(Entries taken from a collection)

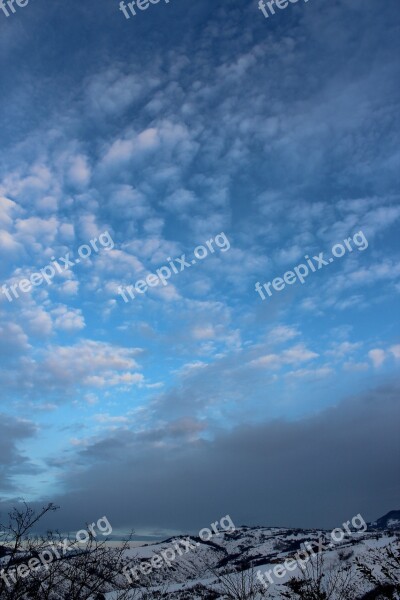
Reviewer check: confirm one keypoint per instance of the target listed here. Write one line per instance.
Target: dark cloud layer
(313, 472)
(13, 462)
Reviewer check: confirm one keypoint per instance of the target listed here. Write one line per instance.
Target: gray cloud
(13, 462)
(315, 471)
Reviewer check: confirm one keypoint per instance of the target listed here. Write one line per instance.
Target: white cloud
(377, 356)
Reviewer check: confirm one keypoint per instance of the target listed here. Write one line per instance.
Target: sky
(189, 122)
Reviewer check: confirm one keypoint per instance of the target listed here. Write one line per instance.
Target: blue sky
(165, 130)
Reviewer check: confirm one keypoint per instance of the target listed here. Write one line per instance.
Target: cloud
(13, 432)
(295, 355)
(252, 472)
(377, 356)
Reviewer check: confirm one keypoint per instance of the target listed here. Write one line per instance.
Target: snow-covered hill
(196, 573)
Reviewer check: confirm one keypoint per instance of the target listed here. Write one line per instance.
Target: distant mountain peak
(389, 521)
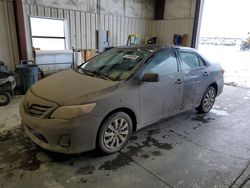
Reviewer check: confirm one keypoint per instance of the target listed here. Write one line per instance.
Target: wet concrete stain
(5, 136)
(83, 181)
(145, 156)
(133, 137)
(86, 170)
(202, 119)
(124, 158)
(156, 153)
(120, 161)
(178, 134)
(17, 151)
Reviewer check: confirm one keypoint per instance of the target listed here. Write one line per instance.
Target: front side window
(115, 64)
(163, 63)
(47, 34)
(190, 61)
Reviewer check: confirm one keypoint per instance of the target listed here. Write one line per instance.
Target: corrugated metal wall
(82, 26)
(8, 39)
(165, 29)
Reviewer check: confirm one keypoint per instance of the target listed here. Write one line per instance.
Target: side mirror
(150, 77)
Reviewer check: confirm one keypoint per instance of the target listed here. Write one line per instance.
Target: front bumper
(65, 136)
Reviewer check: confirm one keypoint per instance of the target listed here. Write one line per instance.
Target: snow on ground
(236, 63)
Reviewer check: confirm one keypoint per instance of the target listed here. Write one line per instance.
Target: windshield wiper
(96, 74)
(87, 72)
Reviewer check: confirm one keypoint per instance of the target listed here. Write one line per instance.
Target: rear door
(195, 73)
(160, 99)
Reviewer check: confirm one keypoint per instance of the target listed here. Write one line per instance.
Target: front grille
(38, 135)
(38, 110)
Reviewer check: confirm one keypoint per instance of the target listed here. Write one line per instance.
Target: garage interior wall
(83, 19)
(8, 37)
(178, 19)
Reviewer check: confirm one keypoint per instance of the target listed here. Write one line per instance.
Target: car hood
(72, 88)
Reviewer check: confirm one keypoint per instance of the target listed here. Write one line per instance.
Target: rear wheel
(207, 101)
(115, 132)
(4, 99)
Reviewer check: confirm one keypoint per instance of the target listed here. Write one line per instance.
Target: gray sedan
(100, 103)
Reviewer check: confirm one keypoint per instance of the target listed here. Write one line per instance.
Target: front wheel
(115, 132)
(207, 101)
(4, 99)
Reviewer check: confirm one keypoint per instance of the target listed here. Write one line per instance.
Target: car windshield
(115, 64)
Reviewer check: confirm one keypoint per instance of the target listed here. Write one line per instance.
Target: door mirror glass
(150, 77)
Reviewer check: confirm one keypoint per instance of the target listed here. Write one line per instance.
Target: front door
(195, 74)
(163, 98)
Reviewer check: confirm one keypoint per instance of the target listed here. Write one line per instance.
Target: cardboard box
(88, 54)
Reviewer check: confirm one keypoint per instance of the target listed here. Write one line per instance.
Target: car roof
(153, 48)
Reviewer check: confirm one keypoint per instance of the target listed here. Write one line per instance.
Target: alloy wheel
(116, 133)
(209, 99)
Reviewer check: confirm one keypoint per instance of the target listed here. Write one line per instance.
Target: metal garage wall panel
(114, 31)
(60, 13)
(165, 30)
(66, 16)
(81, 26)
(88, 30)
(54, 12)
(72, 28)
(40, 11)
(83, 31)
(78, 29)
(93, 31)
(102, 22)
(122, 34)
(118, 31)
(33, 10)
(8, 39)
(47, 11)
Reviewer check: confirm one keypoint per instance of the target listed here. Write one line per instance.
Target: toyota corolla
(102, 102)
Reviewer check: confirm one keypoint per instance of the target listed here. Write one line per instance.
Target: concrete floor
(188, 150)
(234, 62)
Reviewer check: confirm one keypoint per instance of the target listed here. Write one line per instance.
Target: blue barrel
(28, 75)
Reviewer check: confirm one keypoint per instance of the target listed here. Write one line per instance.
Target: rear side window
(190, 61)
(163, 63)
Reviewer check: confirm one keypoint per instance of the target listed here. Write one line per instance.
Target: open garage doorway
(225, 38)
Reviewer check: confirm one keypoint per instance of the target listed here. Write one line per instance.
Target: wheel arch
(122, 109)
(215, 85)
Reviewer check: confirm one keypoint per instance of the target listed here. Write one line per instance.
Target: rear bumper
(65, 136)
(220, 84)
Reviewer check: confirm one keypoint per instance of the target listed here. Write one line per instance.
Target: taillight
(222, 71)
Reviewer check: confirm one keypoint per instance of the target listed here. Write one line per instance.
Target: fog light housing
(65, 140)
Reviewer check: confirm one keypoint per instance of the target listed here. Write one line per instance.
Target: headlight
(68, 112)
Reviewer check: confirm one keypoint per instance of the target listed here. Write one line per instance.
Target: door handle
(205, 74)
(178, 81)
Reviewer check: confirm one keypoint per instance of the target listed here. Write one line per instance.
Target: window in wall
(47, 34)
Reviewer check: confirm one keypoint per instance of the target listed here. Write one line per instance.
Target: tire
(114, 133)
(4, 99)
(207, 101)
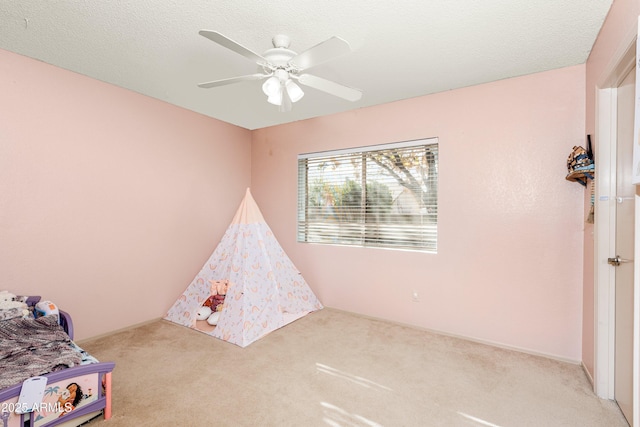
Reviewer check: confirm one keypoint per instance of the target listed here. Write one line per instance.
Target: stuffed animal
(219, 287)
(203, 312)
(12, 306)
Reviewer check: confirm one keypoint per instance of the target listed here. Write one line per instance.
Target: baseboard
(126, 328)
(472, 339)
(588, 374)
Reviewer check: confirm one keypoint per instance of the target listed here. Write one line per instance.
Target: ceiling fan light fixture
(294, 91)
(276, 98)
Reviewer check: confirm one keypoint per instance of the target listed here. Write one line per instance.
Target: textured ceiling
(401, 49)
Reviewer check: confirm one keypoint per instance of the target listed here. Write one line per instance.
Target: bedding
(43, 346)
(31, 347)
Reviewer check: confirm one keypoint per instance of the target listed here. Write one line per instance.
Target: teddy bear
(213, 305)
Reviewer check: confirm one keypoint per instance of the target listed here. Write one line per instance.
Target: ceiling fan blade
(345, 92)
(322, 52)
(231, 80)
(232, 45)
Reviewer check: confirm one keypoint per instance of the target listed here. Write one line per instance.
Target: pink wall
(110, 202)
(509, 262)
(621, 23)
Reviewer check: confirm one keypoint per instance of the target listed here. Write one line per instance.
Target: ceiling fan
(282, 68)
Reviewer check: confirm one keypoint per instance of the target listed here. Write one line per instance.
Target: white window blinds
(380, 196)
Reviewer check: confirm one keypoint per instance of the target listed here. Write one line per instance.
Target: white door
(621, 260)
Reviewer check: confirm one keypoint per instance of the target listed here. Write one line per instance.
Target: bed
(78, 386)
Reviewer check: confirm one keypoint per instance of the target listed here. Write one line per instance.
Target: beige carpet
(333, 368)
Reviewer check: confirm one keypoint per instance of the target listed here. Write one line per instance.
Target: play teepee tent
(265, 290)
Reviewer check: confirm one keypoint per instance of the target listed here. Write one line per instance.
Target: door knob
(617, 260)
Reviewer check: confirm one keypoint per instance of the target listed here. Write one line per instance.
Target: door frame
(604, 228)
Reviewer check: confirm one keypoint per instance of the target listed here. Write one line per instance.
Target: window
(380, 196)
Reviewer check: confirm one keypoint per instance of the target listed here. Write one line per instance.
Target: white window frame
---
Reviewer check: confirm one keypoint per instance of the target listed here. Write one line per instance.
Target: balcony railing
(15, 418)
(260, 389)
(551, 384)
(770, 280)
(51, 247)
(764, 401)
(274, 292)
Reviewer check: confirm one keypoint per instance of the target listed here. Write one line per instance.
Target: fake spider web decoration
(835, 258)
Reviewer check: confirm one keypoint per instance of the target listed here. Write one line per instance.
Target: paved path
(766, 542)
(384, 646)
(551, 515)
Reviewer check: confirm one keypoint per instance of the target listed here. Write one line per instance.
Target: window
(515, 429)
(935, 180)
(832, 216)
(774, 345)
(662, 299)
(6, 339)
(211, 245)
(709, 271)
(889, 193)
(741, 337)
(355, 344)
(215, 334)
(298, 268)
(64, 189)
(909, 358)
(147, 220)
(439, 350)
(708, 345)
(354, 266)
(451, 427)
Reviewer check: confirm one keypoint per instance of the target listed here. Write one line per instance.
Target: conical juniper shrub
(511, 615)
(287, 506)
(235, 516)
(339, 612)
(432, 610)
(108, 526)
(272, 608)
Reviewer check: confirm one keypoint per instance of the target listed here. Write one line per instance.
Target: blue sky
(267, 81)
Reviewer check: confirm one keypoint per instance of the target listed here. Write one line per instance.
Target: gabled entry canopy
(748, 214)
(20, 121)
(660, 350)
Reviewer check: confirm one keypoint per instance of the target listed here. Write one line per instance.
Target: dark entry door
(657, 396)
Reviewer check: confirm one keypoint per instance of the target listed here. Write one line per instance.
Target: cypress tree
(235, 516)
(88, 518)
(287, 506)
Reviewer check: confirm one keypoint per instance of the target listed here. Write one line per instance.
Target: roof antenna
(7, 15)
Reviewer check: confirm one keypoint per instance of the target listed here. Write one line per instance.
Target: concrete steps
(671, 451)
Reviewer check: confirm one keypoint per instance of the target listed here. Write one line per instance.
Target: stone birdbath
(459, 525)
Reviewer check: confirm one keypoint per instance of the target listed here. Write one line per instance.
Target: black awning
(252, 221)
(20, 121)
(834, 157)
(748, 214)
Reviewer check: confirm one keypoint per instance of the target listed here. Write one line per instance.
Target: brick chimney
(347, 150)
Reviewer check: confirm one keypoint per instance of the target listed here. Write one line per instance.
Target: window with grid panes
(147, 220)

* [Work task] Working from the records above, write out verbatim only the lines from the line containing "Target: play teepee tent" through the line containing "Target: white window frame".

* [Task answer]
Target: play teepee tent
(265, 290)
Reviewer check: confirm one keypoint per instance of the target listed here. Write one line per instance.
Target: door knob
(617, 260)
Reviewer check: confirm one keypoint per instance of the target listed here. Write one line per instance.
Target: door frame
(604, 228)
Reviewer check: confirm one keypoint per instance of the target listed here. Write one line per instance.
Target: window
(380, 196)
Reviewer check: confirm one keypoint per instance of the target listed here. Write one line per instance.
Target: white window frame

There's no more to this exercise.